### Problem to solve
From the line with "[locate] bathtub (give" up to and including the line with "Target: bathtub" in the entries below, give each line as a JSON list of strings, one string per line and no blank lines.

### Information shown
____________________
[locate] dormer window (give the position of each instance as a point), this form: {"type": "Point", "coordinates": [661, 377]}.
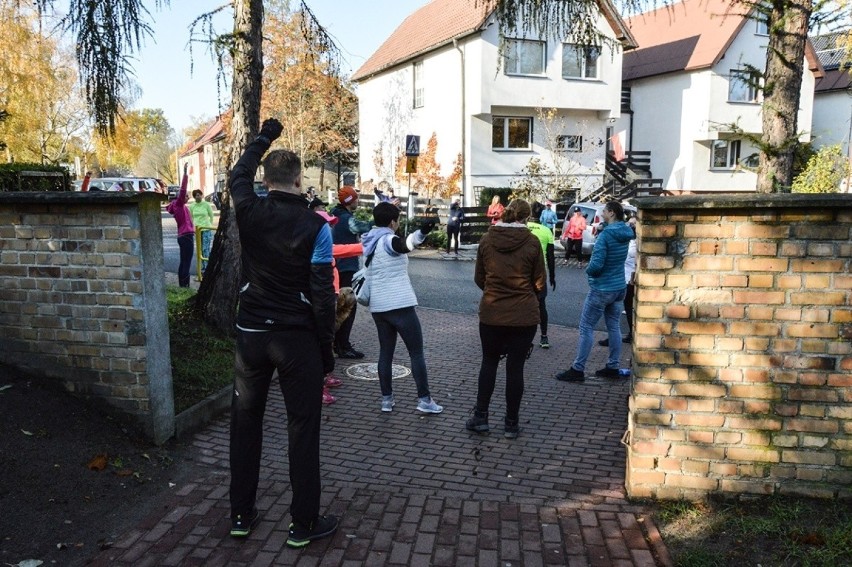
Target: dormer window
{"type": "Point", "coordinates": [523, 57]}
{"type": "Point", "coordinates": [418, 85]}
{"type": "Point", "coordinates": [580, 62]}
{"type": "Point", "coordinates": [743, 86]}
____________________
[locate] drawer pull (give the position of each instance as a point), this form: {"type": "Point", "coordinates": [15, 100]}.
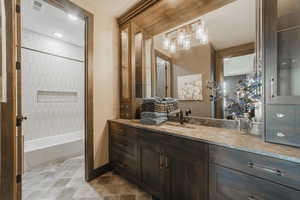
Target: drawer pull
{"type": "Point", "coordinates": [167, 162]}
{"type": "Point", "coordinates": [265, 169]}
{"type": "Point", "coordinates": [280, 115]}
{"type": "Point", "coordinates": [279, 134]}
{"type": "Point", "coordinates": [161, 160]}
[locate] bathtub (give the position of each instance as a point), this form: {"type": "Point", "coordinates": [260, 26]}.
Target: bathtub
____________________
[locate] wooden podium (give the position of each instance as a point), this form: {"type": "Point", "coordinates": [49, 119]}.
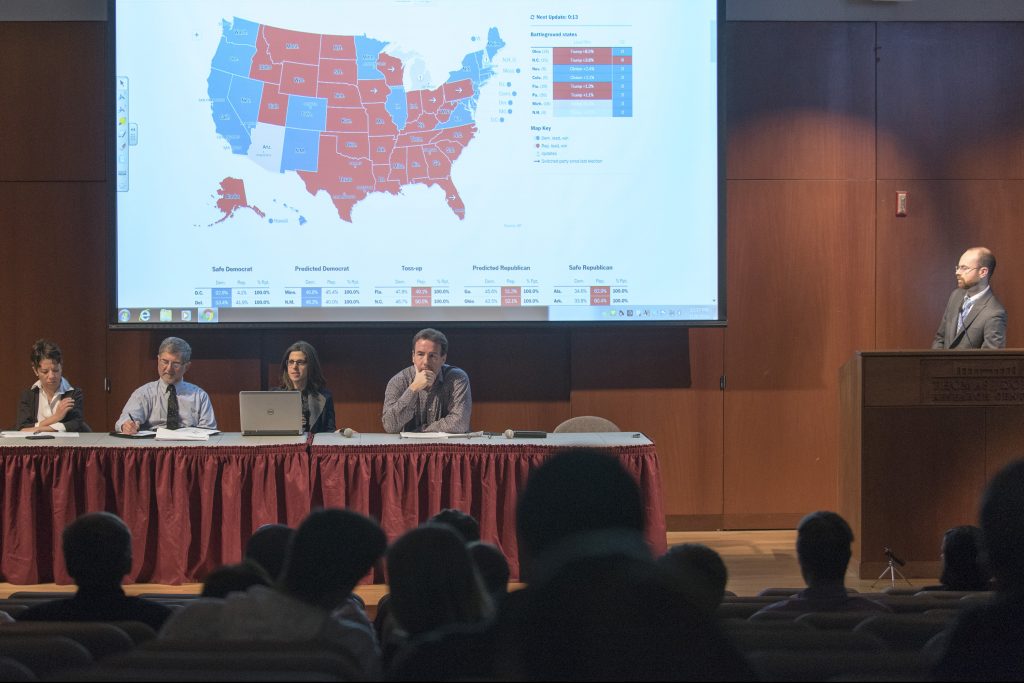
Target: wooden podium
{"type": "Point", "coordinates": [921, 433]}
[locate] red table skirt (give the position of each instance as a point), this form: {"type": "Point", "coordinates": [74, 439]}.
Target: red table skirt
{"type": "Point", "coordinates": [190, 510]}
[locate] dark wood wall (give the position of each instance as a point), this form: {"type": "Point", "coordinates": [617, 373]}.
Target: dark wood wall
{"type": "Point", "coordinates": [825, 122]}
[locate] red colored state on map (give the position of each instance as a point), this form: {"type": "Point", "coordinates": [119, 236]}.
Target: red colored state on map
____________________
### Correct result
[
  "[locate] bathtub (give the position of each instance as a point), this form: {\"type\": \"Point\", \"coordinates\": [260, 26]}.",
  "Target: bathtub"
]